You young, whipper-snapper, loose players forget just how new and revolutionary blogging is in our culture. Traditionally, writers had to wait until they were really old or really dead to write their memoirs. If they weren't already dead, they probably would be before a book worked its way through the glacial-paced world of book publishing. A certain type of journalistic distance and alleged objectivity meant the writer kept their own selves and opinions out of it. If they crept in, some editor would cut them out. Only a few hep cats like Mark Twain made themselves a part of the story.

Now we have the memoir of the now. Dr. Pauly and Change100 have grand adventures in Australia and we follow them journalistically in almost real time. The writing is unedited, uncensored, and straight through..them to you. Its interactive, you can comment. Imagine Boswell tagging along behind Dr. Johnson, and stopping in Internet cafes to keep us informed. Pauly and Change100 grab hold of some bar-b-cued kangaroo and some alligator eggs, well, we get pictures and a graphic description of hangovers in helicopters that follow.

Iggy's like the Reader's Digest and Walter Winchell and Johnny Carson bringing us topical, right then news and his thoughts on all this. Of the two, whom do you know to be the most secretive...Dr. Pauly or Iggy?? Yeah, well, that's part of the deal. You choose what to put out there to the whole damn world and what to keep back.

I was in on a first wave of journalistic change writing for an underground newspaper in the late 1960s and early 1970s. We wrote semi-annonymously, mostly humor. We could just make up stories, but you knew they were satire. We had a wire service, Liberation News Service. We printed their radical message for the far-left radicals. This was also the time of a new personal journalism that gave us guys like Iggy and Pauly. Writers like Tom Wolfe and Norman Mailer started putting themselves in the story. It wasn't about a Grateful Dead Concert, it was about what happened to Dr. Pauly at a Grateful Deal Concert. The concert was only backdrop.

I met Ralph Nader at the airport and attended a speech he made and wrote mostly about me.

----

## To be done:
1. Translate this sentence from the blogging passage into Spanish: "Traditionally, writers had to wait until they were really old or really dead to write their memoirs."
2. Write out the blogging passage starting at the words that contain "I was in on" and stopping after "mostly about me.".
The listing after this passage is separate material with no connection to it.

----

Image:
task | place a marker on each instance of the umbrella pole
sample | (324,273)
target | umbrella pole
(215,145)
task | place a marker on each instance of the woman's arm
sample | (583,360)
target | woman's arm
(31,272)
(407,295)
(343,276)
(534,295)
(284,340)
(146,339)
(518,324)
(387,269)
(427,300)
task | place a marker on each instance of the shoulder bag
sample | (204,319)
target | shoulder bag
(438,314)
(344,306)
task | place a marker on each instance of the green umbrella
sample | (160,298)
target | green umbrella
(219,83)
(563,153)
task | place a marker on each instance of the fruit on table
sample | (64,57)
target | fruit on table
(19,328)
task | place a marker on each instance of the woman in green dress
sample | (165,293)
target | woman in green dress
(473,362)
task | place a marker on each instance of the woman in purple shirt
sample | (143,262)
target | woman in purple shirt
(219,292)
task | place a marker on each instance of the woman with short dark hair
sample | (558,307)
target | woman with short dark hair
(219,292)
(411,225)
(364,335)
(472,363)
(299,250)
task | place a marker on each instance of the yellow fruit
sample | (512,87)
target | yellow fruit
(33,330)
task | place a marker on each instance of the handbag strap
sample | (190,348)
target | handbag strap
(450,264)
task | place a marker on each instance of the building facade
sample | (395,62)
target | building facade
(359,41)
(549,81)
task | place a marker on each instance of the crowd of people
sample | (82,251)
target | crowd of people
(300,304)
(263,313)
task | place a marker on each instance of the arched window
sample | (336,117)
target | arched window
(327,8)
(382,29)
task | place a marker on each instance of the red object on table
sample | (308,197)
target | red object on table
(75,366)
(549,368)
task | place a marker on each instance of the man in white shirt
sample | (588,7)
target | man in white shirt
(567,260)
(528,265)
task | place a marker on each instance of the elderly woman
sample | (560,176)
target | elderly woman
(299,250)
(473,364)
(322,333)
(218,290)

----

## Complete answers:
1. Tradicionalmente, los escritores tenían que esperar hasta ser realmente viejos o estar realmente muertos para escribir sus memorias.

2.
I was in on a first wave of journalistic change writing for an underground newspaper in the late 1960s and early 1970s. We wrote semi-annonymously, mostly humor. We could just make up stories, but you knew they were satire. We had a wire service, Liberation News Service. We printed their radical message for the far-left radicals. This was also the time of a new personal journalism that gave us guys like Iggy and Pauly. Writers like Tom Wolfe and Norman Mailer started putting themselves in the story. It wasn't about a Grateful Dead Concert, it was about what happened to Dr. Pauly at a Grateful Deal Concert. The concert was only backdrop.

I met Ralph Nader at the airport and attended a speech he made and wrote mostly about me.